YOUR GOAL => Only the lines containing "monkey" should appear in the answer, copied from the listing below.
Content starts
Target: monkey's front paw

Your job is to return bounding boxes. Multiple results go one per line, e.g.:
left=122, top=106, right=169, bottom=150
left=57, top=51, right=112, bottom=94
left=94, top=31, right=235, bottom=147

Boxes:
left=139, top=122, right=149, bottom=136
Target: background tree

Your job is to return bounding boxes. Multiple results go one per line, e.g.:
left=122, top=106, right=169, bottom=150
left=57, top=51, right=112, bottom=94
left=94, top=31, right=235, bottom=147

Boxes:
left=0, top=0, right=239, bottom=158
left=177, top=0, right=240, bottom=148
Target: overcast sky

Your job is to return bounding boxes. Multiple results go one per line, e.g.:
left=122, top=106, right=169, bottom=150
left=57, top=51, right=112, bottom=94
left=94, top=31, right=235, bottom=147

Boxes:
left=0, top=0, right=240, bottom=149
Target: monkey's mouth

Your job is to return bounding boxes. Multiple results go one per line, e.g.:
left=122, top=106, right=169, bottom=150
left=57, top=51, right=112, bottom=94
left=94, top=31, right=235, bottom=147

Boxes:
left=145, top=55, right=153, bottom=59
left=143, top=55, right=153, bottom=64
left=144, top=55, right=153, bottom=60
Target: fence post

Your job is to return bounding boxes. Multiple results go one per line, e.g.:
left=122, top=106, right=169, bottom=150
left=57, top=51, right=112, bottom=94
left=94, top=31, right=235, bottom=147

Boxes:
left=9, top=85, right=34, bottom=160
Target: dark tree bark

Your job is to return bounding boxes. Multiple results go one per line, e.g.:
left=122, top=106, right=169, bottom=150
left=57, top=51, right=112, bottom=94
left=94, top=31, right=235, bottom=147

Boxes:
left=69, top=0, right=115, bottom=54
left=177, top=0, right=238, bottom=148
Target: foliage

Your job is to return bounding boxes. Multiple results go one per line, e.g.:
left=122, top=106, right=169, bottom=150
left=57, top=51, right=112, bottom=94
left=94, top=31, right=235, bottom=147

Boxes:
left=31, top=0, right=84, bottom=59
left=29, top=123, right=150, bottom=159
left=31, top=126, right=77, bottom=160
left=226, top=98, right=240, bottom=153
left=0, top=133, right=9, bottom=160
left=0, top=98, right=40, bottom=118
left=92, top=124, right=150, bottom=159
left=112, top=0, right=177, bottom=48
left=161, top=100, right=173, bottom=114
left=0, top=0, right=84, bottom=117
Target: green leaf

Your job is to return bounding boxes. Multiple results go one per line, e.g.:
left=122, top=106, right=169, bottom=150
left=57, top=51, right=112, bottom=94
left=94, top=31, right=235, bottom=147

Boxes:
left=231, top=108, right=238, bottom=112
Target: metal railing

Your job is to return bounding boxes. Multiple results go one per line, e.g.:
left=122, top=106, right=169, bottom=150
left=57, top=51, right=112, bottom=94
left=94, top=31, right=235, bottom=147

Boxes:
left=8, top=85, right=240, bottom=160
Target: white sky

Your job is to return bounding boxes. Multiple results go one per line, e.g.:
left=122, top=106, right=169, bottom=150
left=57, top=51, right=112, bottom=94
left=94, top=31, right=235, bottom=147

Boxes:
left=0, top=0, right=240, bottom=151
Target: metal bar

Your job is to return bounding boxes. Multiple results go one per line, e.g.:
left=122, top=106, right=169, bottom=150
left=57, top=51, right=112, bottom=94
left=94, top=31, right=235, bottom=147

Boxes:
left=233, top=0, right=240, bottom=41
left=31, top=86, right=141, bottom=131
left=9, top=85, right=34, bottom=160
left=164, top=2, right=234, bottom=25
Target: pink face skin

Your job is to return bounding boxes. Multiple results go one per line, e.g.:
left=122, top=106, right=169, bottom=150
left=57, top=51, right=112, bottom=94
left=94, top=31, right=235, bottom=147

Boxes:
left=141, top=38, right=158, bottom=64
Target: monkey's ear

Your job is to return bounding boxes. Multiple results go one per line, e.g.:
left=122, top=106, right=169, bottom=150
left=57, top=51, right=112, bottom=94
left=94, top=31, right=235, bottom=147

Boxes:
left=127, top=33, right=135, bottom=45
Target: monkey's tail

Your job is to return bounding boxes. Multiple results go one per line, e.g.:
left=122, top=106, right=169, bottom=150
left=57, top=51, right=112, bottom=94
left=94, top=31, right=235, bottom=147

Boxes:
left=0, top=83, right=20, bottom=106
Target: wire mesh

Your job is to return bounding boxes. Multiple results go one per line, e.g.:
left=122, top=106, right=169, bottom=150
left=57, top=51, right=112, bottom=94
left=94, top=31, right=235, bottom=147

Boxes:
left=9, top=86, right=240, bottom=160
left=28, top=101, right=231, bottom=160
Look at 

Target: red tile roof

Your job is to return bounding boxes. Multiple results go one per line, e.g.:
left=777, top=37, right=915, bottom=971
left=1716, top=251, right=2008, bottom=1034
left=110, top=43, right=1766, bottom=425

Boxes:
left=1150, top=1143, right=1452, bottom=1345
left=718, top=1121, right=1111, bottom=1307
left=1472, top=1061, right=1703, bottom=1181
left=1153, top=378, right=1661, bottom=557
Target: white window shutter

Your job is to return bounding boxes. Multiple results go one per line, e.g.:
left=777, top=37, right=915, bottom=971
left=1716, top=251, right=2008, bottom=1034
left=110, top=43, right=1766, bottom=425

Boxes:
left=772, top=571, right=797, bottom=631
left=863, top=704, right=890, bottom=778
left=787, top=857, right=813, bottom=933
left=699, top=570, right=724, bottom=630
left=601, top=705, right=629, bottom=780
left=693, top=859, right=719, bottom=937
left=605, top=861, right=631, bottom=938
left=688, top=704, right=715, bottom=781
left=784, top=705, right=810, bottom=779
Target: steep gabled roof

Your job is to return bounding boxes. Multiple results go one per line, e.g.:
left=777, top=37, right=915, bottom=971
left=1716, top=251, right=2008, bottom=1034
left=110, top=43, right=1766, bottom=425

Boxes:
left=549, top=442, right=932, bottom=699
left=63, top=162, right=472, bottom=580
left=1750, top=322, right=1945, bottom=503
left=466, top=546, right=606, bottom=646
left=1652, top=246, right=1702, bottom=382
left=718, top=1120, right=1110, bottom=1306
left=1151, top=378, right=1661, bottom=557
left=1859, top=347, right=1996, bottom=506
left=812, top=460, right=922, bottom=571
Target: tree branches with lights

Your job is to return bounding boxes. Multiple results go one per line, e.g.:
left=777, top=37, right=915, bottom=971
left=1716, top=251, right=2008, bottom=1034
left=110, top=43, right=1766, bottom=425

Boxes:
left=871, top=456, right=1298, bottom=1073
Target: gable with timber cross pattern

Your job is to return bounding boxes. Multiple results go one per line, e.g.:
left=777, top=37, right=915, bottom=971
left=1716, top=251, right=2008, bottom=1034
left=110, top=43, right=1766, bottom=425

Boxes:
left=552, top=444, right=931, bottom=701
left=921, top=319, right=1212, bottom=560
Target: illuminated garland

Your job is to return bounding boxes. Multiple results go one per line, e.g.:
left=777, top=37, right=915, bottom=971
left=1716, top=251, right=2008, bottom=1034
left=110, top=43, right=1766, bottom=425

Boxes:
Content ends
ANSWER BELOW =>
Target: monkey's front paw
Target: monkey's mouth
Target: monkey's ear
Target: monkey's tail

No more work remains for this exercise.